> [Problem details] Lay out all the items below as a Markdown table with two columns, Row and Line. Give each line its own numbered row and leave out blank lines.

──────── Supplied records ────────

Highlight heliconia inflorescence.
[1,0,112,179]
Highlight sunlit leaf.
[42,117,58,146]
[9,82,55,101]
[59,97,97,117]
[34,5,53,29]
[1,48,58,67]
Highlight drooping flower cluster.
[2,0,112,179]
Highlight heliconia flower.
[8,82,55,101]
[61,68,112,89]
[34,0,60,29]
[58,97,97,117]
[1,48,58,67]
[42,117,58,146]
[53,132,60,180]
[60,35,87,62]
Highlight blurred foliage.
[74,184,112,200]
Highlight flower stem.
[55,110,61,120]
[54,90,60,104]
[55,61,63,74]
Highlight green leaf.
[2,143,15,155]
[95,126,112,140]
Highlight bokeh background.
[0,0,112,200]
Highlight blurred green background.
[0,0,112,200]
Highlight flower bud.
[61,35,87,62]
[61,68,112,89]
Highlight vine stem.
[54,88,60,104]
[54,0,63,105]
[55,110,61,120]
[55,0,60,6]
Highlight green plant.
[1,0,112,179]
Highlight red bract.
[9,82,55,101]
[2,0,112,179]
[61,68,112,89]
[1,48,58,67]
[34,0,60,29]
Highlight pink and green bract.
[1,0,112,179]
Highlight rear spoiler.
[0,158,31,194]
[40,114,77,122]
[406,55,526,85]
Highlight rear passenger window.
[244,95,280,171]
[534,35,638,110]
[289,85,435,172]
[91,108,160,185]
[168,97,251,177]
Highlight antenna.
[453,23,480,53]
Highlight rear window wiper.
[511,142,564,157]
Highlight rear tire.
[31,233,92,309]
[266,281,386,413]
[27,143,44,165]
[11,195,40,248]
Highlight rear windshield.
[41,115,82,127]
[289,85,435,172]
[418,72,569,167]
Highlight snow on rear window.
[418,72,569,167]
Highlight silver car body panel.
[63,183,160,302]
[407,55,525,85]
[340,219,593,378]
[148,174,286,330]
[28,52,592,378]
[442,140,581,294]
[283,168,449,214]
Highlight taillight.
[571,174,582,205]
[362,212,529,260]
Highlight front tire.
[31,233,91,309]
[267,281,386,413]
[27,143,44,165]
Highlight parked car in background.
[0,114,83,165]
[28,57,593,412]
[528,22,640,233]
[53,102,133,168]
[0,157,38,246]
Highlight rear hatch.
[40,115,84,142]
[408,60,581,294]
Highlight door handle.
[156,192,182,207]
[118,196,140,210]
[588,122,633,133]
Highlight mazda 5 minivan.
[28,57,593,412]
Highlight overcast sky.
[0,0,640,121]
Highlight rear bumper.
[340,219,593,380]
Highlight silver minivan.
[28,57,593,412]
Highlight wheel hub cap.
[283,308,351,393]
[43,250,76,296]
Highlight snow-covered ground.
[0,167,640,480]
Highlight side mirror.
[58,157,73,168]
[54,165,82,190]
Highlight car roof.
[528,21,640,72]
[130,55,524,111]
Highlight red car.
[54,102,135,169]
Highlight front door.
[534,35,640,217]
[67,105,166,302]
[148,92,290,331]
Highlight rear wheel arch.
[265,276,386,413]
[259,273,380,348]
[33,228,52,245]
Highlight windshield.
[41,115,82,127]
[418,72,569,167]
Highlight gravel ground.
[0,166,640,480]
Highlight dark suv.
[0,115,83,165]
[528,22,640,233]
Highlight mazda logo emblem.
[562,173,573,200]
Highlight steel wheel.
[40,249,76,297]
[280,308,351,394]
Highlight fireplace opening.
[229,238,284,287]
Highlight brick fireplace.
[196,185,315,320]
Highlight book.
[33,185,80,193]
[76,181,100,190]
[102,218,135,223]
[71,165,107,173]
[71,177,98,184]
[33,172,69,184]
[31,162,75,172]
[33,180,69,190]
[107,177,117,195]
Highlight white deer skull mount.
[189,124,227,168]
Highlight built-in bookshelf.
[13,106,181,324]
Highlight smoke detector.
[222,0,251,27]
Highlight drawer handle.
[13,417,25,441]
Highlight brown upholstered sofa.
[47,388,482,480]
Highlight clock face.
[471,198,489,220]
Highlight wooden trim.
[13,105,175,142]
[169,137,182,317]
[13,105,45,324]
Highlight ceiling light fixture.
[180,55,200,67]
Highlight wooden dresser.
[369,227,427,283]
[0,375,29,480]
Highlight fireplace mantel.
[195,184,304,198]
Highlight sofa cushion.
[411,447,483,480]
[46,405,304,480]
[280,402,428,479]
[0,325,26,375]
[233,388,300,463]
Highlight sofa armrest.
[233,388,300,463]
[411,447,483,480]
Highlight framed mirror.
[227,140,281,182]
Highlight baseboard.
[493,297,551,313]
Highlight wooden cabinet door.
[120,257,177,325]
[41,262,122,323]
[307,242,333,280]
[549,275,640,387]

────────

> [Task solution]
| Row | Line |
|---|---|
| 1 | Highlight heliconia inflorescence. |
| 2 | [1,0,112,179] |
| 3 | Highlight sunlit leaf. |
| 4 | [42,117,58,146] |
| 5 | [9,82,55,101] |
| 6 | [59,97,97,117] |
| 7 | [34,5,53,29] |
| 8 | [1,48,58,67] |
| 9 | Highlight drooping flower cluster. |
| 10 | [2,0,112,179] |
| 11 | Highlight heliconia flower. |
| 12 | [8,82,55,101] |
| 13 | [61,68,112,89] |
| 14 | [34,0,60,29] |
| 15 | [58,97,97,117] |
| 16 | [1,48,58,67] |
| 17 | [42,117,58,146] |
| 18 | [53,132,60,180] |
| 19 | [60,35,87,62] |
| 20 | Highlight blurred foliage. |
| 21 | [74,184,112,200] |
| 22 | Highlight flower stem. |
| 23 | [55,110,61,120] |
| 24 | [54,90,60,104] |
| 25 | [55,61,63,74] |
| 26 | Highlight green leaf. |
| 27 | [2,143,15,155] |
| 28 | [95,126,112,140] |
| 29 | Highlight bokeh background. |
| 30 | [0,0,112,200] |
| 31 | Highlight blurred green background. |
| 32 | [0,0,112,200] |
| 33 | Highlight flower bud. |
| 34 | [61,35,87,62] |
| 35 | [61,68,112,89] |
| 36 | Highlight vine stem. |
| 37 | [54,88,60,104] |
| 38 | [54,0,63,105] |
| 39 | [55,110,61,120] |
| 40 | [55,0,60,6] |
| 41 | Highlight green plant. |
| 42 | [1,0,112,179] |
| 43 | Highlight red bract. |
| 44 | [9,82,55,101] |
| 45 | [2,0,112,179] |
| 46 | [61,68,112,89] |
| 47 | [1,48,58,67] |
| 48 | [34,0,60,29] |
| 49 | Highlight pink and green bract. |
| 50 | [1,0,112,179] |
| 51 | Highlight rear spoiler. |
| 52 | [0,158,31,194] |
| 53 | [40,114,77,122] |
| 54 | [406,55,526,85] |
| 55 | Highlight rear passenger window. |
| 56 | [244,95,280,171] |
| 57 | [534,35,638,110] |
| 58 | [289,85,435,172] |
| 59 | [91,108,160,185] |
| 60 | [168,97,251,177] |
| 61 | Highlight antenna. |
| 62 | [453,23,480,53] |
| 63 | Highlight rear window wiper. |
| 64 | [511,142,564,157] |
| 65 | Highlight rear tire. |
| 66 | [31,233,92,309] |
| 67 | [266,281,386,413] |
| 68 | [27,143,44,165] |
| 69 | [11,195,40,248] |
| 70 | Highlight rear windshield. |
| 71 | [41,115,82,127] |
| 72 | [289,85,435,172] |
| 73 | [418,72,569,167] |
| 74 | Highlight snow on rear window. |
| 75 | [418,72,569,167] |
| 76 | Highlight silver car body panel. |
| 77 | [63,183,160,302] |
| 78 | [407,55,525,85] |
| 79 | [340,219,593,378] |
| 80 | [148,174,286,330] |
| 81 | [28,52,592,378] |
| 82 | [442,140,581,294] |
| 83 | [283,168,449,214] |
| 84 | Highlight taillight. |
| 85 | [571,174,582,205] |
| 86 | [362,212,529,260] |
| 87 | Highlight front tire. |
| 88 | [31,233,91,309] |
| 89 | [267,281,386,413] |
| 90 | [27,143,44,165] |
| 91 | Highlight parked car in background. |
| 92 | [0,114,83,165] |
| 93 | [28,57,593,412] |
| 94 | [528,22,640,233] |
| 95 | [53,102,133,168] |
| 96 | [0,157,38,246] |
| 97 | Highlight rear hatch. |
| 98 | [40,115,84,142] |
| 99 | [408,60,581,294] |
| 100 | Highlight door handle. |
| 101 | [156,192,182,207] |
| 102 | [118,196,140,210] |
| 103 | [588,122,633,133] |
| 104 | Highlight mazda 5 minivan. |
| 105 | [28,57,593,412] |
| 106 | Highlight overcast sky. |
| 107 | [0,0,640,121] |
| 108 | Highlight rear bumper. |
| 109 | [340,219,593,380] |
| 110 | Highlight silver minivan. |
| 111 | [28,57,593,412] |
| 112 | Highlight wheel hub cap. |
| 113 | [283,308,351,393] |
| 114 | [43,250,76,296] |
| 115 | Highlight snow-covered ground. |
| 116 | [0,167,640,480] |
| 117 | Highlight side mirror. |
| 118 | [58,157,73,168] |
| 119 | [54,165,82,190] |
| 120 | Highlight car roof. |
| 121 | [528,21,640,72] |
| 122 | [130,55,524,111] |
| 123 | Highlight red car. |
| 124 | [54,102,135,169] |
| 125 | Highlight front door. |
| 126 | [534,35,640,217] |
| 127 | [67,105,166,302] |
| 128 | [148,92,290,331] |
| 129 | Highlight rear wheel arch. |
| 130 | [265,276,386,413] |
| 131 | [259,273,380,348] |
| 132 | [33,228,52,245] |
| 133 | Highlight windshield. |
| 134 | [41,115,82,127] |
| 135 | [418,72,569,167] |
| 136 | Highlight gravel ground. |
| 137 | [0,166,640,480] |
| 138 | Highlight dark suv. |
| 139 | [0,115,83,165] |
| 140 | [528,22,640,233] |
| 141 | Highlight mazda logo emblem. |
| 142 | [562,173,573,200] |
| 143 | Highlight steel wheel. |
| 144 | [40,249,76,297] |
| 145 | [280,308,351,394] |
| 146 | Highlight fireplace opening. |
| 147 | [229,238,284,287] |
| 148 | Highlight brick fireplace. |
| 149 | [196,185,315,320] |
| 150 | Highlight book. |
| 151 | [33,185,80,193] |
| 152 | [76,181,100,190] |
| 153 | [102,218,135,223] |
| 154 | [71,165,107,173] |
| 155 | [71,177,98,184] |
| 156 | [33,172,69,184] |
| 157 | [31,162,75,172] |
| 158 | [33,180,69,190] |
| 159 | [107,177,117,195] |
| 160 | Highlight white deer skull mount. |
| 161 | [189,124,227,168] |
| 162 | Highlight built-in bookshelf. |
| 163 | [13,106,181,324] |
| 164 | Highlight smoke detector. |
| 165 | [222,0,251,27] |
| 166 | Highlight drawer handle. |
| 167 | [13,417,25,441] |
| 168 | Highlight brown upholstered sofa. |
| 169 | [47,388,482,480] |
| 170 | Highlight clock face. |
| 171 | [471,198,489,220] |
| 172 | Highlight wooden trim. |
| 173 | [13,105,175,142] |
| 174 | [169,137,182,317] |
| 175 | [13,105,45,324] |
| 176 | Highlight ceiling light fixture. |
| 177 | [180,55,200,67] |
| 178 | Highlight wooden dresser. |
| 179 | [369,227,427,283] |
| 180 | [0,375,29,480] |
| 181 | Highlight fireplace mantel. |
| 182 | [195,184,304,198] |
| 183 | Highlight sofa cushion. |
| 184 | [411,447,483,480] |
| 185 | [46,405,304,480] |
| 186 | [280,402,428,479] |
| 187 | [0,325,26,375] |
| 188 | [233,388,300,463] |
| 189 | Highlight sofa armrest. |
| 190 | [233,388,300,463] |
| 191 | [411,447,483,480] |
| 192 | Highlight framed mirror. |
| 193 | [227,140,281,182] |
| 194 | Highlight baseboard. |
| 195 | [493,297,551,313] |
| 196 | Highlight wooden cabinet door. |
| 197 | [120,257,177,325] |
| 198 | [41,262,122,323] |
| 199 | [307,242,333,280] |
| 200 | [549,275,640,387] |